— begin Entries —

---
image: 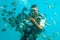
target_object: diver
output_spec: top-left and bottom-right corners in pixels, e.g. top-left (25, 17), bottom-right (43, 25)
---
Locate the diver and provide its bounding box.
top-left (17, 5), bottom-right (45, 40)
top-left (21, 5), bottom-right (45, 40)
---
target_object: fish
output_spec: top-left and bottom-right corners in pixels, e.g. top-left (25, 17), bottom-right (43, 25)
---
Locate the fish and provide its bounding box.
top-left (11, 2), bottom-right (17, 6)
top-left (2, 28), bottom-right (7, 32)
top-left (12, 8), bottom-right (16, 11)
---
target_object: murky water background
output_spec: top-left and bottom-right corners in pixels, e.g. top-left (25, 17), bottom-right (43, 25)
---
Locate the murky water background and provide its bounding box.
top-left (0, 0), bottom-right (60, 40)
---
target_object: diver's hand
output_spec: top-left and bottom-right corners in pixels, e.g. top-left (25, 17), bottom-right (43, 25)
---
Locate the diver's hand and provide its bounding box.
top-left (29, 17), bottom-right (43, 29)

— end Entries —

» The exercise
Render the items above as a Markdown table with the columns No. and Text, running from the first line of the items through the line that contains "top-left (12, 8), bottom-right (16, 11)", both ends included. Number each line in its own row, skip blank lines, and leave the pictures out of the answer.

» Exercise solution
| No. | Text |
|---|---|
| 1 | --- |
| 2 | image:  |
| 3 | target_object: diver |
| 4 | output_spec: top-left and bottom-right corners in pixels, e.g. top-left (25, 17), bottom-right (43, 25) |
| 5 | --- |
| 6 | Locate the diver and provide its bounding box. |
| 7 | top-left (17, 5), bottom-right (45, 40) |
| 8 | top-left (21, 5), bottom-right (45, 40) |
| 9 | --- |
| 10 | target_object: fish |
| 11 | output_spec: top-left and bottom-right corners in pixels, e.g. top-left (25, 17), bottom-right (43, 25) |
| 12 | --- |
| 13 | Locate the fish and provide its bounding box. |
| 14 | top-left (11, 2), bottom-right (17, 6) |
| 15 | top-left (2, 28), bottom-right (7, 32) |
| 16 | top-left (12, 8), bottom-right (16, 11) |